GOAL OF THE EXERCISE: All of the records should be given again verbatim.

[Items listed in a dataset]
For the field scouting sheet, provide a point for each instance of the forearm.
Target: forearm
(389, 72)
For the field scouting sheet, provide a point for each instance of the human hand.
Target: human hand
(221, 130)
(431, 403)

ANSWER TO THE PROBLEM:
For the field scouting sheet, provide a point for each instance of the forearm.
Target: forearm
(389, 72)
For the field scouting sheet, provide a point for each instance of the human hand.
Target: human hand
(221, 130)
(431, 403)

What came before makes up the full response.